## EXERCISE TASK:
Convert all of the rows below into a numbered list, skipping any blank lines.

Collected data entries:
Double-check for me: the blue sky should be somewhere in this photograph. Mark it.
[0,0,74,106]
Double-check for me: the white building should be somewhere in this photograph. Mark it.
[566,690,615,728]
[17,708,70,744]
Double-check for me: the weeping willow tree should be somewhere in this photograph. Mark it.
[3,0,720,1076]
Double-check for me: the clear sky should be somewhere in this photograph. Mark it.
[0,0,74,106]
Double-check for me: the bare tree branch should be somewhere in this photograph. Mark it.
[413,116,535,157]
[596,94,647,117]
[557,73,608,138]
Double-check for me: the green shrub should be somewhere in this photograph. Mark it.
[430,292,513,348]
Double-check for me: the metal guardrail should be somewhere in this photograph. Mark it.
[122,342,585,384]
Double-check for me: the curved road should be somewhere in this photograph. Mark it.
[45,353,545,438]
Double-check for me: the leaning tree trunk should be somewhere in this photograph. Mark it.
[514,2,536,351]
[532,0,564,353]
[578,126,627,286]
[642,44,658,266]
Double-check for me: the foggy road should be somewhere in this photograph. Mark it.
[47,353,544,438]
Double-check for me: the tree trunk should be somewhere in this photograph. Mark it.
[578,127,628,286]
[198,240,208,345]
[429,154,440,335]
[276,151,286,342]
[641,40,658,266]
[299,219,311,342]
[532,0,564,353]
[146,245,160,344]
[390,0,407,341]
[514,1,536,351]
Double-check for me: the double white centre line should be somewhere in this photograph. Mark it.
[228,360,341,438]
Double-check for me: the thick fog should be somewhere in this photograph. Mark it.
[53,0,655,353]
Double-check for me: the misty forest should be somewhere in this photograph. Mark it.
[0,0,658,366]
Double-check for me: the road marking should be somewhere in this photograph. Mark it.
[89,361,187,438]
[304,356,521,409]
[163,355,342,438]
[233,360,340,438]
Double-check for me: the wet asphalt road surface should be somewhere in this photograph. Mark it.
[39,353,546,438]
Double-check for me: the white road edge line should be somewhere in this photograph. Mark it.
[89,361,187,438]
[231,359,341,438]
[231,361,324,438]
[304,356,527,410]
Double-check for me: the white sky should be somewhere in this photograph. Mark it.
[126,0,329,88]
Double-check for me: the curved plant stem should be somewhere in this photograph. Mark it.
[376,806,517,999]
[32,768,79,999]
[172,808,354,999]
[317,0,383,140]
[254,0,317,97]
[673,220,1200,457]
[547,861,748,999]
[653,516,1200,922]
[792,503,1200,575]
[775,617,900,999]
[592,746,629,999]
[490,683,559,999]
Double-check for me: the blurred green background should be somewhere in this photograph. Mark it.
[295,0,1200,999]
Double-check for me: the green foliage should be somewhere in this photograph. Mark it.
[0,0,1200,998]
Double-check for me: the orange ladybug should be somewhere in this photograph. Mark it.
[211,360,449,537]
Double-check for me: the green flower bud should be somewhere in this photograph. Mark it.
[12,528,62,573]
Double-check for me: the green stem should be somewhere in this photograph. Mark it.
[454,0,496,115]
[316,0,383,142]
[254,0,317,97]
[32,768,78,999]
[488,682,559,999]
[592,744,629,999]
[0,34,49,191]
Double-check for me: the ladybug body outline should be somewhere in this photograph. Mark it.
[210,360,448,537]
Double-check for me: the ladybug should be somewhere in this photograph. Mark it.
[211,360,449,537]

## WRITTEN SOLUTION:
1. Double-check for me: the blue sky should be somewhere in this photograph. Mark it.
2. [0,0,74,106]
3. Double-check for me: the white building should be somewhere in this photograph. Mark it.
4. [566,690,615,728]
5. [17,708,70,744]
6. Double-check for me: the weeping willow tree should be somewhere in this photograph. Mark it.
7. [3,0,720,1076]
8. Double-check for me: the clear sky should be somewhere in this photograph. Mark it.
9. [0,0,74,106]
10. Double-check for me: the bare tree branch should be somewhere in this photograph. Mark it.
11. [413,116,535,157]
12. [596,94,647,117]
13. [557,73,608,138]
14. Double-check for me: the green shrub should be somewhere in this photograph. Mark it.
15. [430,292,513,348]
16. Double-check for me: the metal guardrail should be somewhere in this photograph. Mark it.
17. [122,342,585,384]
18. Double-check for me: the curved road should be somewhere in this photograph. Mark it.
19. [45,353,545,438]
20. Double-check for me: the leaning tree trunk should be somewhere in this photograph. Mark it.
21. [514,2,536,351]
22. [532,0,564,353]
23. [578,126,627,286]
24. [642,44,658,266]
25. Double-check for me: the foggy road should be somewhere in this photograph. Mark it.
26. [47,353,544,438]
27. Double-check for me: the tree trunk should be somewhere in this photograph. Mark it.
28. [578,127,628,286]
29. [198,240,208,345]
30. [429,154,440,335]
31. [276,151,286,342]
32. [641,40,658,266]
33. [299,219,311,342]
34. [532,0,564,353]
35. [146,245,160,344]
36. [390,0,407,341]
37. [514,1,536,351]
38. Double-check for me: the double white centre line should be somewhere in this photograph. Mark it.
39. [228,360,341,438]
40. Double-check for me: the thick fog should be somewhere in this photograph. Mark it.
41. [53,0,655,353]
42. Double-check for me: the misty forest should be somewhere in this photograph. Mark it.
43. [0,0,658,366]
44. Double-check for me: the road marking should be somewhere in this photograph. Mark it.
45. [89,361,187,438]
46. [304,356,521,409]
47. [163,355,342,438]
48. [233,360,340,438]
49. Double-check for me: the wet asphalt road surface should be somewhere in this photograph. Mark it.
50. [39,353,546,438]
51. Double-check for me: the white road edge line should be somewhere in this photograph. Mark it.
52. [89,361,187,438]
53. [231,359,341,438]
54. [231,361,324,438]
55. [304,356,527,410]
56. Double-check for me: the white sky should be somewhere in this photograph. Mark it.
57. [126,0,329,88]
58. Double-check for me: the curved plant stem should be somewhere in this photograph. Mark it.
59. [376,806,517,999]
60. [32,768,79,999]
61. [172,808,354,999]
62. [317,0,383,140]
63. [254,0,317,97]
64. [673,220,1200,457]
65. [547,861,748,999]
66. [653,516,1200,922]
67. [792,503,1200,575]
68. [775,617,900,999]
69. [592,746,629,999]
70. [490,683,559,999]
71. Double-check for me: the blurred green background should be somewhere in this photograph. Mark it.
72. [295,0,1200,999]
73. Double-check for me: the green foliage should be somewhere in this photograph. Mark it.
74. [0,0,1200,998]
75. Double-check for me: the orange ladybug should be somewhere in this photograph. Mark it.
76. [211,360,449,537]
77. Double-check for me: the green flower bud should be somewhere in this photograph. Mark it.
78. [12,528,62,573]
79. Double-check for me: the green stem should be somewhere in this photograph. Mark it.
80. [454,0,496,115]
81. [316,0,383,142]
82. [254,0,317,97]
83. [32,768,78,999]
84. [488,682,559,999]
85. [592,744,629,999]
86. [0,34,49,191]
87. Double-check for me: the ladybug body outline should be somewhere in this photograph. Mark it.
88. [210,360,448,537]
89. Double-check for me: the ladybug should be somewhere in this photograph. Mark it.
90. [211,360,449,537]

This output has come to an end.